WORK INSTRUCTION » The answer should consist of each line below that contains the word "snout".

DATASET RECORDS »
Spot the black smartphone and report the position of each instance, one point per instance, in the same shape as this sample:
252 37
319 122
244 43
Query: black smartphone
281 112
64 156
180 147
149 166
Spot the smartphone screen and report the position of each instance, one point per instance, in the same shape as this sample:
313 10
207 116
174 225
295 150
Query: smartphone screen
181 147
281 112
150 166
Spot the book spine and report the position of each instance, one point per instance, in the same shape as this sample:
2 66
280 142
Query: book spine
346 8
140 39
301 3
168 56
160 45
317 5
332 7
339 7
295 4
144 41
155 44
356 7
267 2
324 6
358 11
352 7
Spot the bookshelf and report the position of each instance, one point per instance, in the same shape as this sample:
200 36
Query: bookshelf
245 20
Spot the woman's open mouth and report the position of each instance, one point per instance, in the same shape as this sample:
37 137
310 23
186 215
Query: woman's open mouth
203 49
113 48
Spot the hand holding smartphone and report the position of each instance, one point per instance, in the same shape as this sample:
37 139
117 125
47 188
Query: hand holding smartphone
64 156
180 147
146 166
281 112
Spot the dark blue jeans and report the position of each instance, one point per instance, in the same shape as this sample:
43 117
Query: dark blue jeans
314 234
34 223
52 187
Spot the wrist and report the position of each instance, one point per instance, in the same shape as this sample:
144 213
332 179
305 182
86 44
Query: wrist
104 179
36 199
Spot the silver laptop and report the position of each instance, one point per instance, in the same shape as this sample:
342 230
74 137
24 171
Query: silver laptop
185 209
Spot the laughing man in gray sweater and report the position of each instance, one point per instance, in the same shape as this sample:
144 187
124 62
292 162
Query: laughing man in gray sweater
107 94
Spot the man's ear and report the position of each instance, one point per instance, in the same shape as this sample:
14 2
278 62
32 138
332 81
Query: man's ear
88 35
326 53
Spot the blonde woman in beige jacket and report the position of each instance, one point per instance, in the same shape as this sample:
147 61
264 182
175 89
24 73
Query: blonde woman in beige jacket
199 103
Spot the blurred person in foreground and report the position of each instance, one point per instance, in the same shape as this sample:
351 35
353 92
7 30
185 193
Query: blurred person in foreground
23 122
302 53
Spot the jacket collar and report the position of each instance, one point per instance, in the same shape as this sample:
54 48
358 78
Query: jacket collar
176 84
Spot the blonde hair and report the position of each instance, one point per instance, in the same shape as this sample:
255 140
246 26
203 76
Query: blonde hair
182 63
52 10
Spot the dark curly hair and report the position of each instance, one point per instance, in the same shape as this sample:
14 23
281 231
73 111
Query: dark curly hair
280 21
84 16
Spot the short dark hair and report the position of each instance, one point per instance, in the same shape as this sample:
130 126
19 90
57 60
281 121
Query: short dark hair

* * *

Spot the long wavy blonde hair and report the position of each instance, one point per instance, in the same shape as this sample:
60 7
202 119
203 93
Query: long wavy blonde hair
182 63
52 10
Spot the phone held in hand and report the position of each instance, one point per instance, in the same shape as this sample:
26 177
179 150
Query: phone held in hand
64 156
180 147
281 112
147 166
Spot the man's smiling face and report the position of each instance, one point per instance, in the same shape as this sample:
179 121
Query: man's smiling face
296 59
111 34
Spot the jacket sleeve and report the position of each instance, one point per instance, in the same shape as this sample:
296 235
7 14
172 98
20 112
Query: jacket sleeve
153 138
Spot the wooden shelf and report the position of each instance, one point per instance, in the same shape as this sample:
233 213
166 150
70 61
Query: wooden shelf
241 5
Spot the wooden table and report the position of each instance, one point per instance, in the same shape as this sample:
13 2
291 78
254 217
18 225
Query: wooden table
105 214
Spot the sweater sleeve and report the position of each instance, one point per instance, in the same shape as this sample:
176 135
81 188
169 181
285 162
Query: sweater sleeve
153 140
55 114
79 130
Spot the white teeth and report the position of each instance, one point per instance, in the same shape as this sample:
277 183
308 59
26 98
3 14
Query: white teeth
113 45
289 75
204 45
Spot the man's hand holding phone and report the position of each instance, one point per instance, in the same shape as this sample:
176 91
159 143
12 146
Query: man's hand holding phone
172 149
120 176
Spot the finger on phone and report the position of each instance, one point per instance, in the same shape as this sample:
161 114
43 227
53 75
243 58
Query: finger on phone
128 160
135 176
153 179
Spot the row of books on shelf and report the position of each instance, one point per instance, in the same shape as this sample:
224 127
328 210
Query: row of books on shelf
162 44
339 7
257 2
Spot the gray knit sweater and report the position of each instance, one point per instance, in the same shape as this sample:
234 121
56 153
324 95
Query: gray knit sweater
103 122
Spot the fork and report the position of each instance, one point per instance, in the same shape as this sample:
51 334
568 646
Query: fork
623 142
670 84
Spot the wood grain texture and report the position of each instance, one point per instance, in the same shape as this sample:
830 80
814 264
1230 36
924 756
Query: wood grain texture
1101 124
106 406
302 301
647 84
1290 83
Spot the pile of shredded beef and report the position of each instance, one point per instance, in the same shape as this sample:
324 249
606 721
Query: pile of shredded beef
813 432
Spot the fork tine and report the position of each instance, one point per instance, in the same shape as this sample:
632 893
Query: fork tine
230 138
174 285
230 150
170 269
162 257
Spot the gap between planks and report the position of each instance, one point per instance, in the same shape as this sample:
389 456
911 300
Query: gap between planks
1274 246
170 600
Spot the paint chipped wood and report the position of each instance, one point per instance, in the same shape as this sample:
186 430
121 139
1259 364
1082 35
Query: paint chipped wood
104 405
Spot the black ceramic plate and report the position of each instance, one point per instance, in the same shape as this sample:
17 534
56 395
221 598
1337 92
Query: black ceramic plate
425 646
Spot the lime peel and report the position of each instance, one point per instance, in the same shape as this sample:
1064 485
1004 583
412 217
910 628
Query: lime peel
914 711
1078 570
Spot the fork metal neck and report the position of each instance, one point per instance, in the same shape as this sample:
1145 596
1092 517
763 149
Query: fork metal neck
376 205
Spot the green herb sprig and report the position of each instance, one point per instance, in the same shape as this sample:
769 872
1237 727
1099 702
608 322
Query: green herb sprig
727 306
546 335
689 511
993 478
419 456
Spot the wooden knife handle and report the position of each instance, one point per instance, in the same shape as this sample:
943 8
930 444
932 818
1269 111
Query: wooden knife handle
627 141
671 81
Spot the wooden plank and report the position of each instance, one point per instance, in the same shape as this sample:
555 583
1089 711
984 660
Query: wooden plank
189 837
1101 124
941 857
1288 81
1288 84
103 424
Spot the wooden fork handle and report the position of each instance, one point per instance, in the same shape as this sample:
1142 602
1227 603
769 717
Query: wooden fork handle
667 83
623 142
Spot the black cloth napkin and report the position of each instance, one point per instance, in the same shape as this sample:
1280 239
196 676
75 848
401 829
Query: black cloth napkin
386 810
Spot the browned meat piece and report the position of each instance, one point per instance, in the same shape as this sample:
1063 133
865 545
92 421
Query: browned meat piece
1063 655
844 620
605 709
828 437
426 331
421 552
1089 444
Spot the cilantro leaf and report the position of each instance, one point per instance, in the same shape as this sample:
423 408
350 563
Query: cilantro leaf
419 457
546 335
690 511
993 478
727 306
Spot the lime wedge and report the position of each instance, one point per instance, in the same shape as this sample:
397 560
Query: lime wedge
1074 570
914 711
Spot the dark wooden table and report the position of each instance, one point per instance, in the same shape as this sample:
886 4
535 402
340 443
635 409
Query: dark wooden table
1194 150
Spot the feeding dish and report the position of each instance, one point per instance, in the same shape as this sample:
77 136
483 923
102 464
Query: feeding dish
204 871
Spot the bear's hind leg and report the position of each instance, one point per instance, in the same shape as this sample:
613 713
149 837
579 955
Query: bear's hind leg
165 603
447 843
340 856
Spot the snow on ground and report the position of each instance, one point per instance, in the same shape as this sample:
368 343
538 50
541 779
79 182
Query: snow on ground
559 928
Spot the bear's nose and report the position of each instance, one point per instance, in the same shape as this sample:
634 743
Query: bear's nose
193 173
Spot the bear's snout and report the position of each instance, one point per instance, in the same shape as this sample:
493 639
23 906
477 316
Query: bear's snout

---

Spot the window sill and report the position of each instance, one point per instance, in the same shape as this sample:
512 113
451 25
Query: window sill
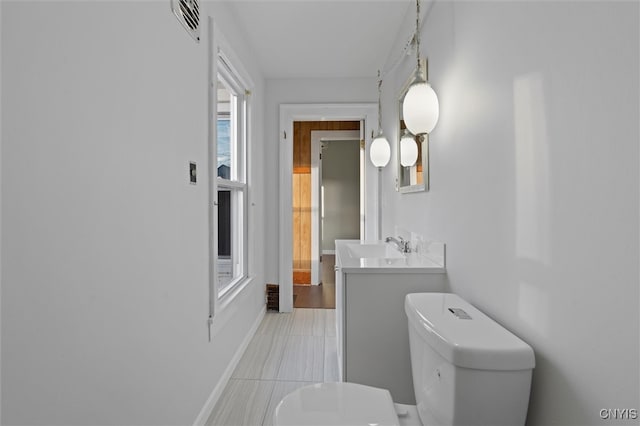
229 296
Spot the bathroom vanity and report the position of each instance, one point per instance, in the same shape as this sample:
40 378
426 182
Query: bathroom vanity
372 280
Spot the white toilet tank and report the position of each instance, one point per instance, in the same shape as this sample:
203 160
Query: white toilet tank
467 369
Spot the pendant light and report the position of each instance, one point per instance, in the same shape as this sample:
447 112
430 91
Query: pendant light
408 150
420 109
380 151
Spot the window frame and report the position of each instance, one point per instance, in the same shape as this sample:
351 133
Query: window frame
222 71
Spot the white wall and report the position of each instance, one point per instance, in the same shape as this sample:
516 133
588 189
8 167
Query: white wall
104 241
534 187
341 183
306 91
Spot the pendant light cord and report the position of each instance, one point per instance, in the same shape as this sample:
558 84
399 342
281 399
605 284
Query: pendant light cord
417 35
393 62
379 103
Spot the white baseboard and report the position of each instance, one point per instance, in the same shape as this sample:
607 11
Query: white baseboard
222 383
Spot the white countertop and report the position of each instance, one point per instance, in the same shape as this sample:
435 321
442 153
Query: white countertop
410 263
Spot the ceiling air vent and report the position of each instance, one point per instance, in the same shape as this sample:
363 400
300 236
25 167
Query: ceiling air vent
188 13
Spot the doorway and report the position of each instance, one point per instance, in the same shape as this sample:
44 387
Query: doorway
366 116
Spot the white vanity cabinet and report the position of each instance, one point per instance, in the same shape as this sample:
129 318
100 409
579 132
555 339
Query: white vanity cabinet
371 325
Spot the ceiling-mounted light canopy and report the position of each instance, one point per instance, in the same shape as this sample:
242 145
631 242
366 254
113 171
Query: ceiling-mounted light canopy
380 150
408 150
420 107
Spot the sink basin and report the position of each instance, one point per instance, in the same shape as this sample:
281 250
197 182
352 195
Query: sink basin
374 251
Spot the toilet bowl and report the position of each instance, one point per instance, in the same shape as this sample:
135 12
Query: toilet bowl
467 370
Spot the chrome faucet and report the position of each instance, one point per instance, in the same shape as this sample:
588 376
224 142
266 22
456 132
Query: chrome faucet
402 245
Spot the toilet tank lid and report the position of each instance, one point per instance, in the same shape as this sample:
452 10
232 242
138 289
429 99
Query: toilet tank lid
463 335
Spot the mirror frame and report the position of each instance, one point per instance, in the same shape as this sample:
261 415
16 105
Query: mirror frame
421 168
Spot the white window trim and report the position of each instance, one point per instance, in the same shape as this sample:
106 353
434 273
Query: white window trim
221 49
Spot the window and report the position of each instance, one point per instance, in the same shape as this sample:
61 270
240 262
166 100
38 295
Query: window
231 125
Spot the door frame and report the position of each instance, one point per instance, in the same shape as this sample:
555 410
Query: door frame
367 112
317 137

RESPONSE AREA »
Spot the bear's snout and report the position of each instance, one point per instance, in the same shape as this sample:
Query: bear's snout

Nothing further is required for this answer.